* START Records provided *

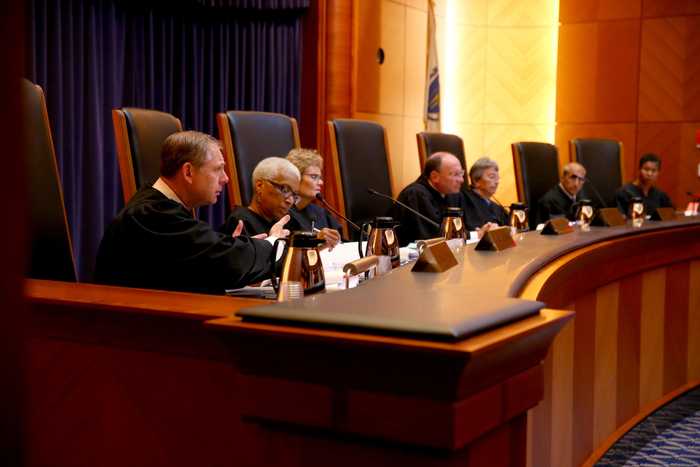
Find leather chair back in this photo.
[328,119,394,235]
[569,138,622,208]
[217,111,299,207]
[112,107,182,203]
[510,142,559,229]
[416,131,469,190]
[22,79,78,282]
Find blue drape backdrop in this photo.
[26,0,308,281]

* END Records provided *
* START Records provided *

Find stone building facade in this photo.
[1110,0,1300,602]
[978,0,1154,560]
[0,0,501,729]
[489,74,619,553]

* END Records provided *
* START Records provided *

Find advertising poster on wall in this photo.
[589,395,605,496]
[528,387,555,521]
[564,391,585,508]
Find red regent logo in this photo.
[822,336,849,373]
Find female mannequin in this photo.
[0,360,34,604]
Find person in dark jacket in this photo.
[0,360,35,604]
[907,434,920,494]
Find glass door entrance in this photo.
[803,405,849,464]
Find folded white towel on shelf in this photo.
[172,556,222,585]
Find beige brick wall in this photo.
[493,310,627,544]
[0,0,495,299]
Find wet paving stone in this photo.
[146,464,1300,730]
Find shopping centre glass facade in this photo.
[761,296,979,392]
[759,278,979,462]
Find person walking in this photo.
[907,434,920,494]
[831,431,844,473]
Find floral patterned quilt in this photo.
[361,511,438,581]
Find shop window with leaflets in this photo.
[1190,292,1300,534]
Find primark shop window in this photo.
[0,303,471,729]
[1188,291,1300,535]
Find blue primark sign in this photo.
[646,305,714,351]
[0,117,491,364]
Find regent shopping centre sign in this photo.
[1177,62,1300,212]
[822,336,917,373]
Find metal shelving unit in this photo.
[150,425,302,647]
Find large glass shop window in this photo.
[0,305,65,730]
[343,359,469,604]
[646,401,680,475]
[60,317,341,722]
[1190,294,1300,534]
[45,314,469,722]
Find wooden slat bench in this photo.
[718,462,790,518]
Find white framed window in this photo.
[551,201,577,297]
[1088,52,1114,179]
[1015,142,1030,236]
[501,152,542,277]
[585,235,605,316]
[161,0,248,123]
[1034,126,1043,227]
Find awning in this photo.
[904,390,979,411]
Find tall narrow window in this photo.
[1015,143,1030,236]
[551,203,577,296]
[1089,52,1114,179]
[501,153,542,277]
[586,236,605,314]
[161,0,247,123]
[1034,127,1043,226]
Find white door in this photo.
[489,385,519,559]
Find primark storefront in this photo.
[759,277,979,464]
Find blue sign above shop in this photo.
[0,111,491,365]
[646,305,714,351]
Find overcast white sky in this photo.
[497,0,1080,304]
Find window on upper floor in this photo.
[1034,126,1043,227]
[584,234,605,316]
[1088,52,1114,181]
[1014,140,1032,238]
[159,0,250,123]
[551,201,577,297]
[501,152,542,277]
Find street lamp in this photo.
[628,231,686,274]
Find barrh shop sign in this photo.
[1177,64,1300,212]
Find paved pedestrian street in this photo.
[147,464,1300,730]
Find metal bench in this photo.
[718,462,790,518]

* END Records provided *

■ Directive
Lay out the stretch of material from the line containing "Find regent shopping" through the line containing "[489,385,519,559]" as a JSON list of strings, with one string per line and any blank lines left out.

■ Answer to the exercise
[
  "Find regent shopping centre sign in this photo.",
  "[1177,62,1300,212]",
  "[822,336,917,373]",
  "Find metal shelving unit in this photo.",
  "[150,425,302,647]",
  "Find large glass shop window in this photo.",
  "[0,305,65,730]",
  "[343,359,469,604]",
  "[646,401,680,475]",
  "[60,317,341,722]",
  "[1190,294,1300,534]",
  "[45,314,469,722]",
  "Find wooden slat bench in this photo.",
  "[718,462,790,518]",
  "Find white framed window in this photo.",
  "[551,201,577,297]",
  "[1088,52,1114,179]",
  "[1015,142,1030,236]",
  "[501,152,542,277]",
  "[585,235,605,316]",
  "[161,0,248,123]",
  "[1034,126,1043,227]",
  "Find awning in this photo.",
  "[904,390,979,411]",
  "Find tall narrow window in this photo.",
  "[1015,143,1030,236]",
  "[551,203,577,296]",
  "[1089,52,1114,179]",
  "[501,153,542,277]",
  "[586,236,605,314]",
  "[161,0,247,123]",
  "[1034,127,1043,226]",
  "Find white door in this photo.",
  "[489,385,519,559]"
]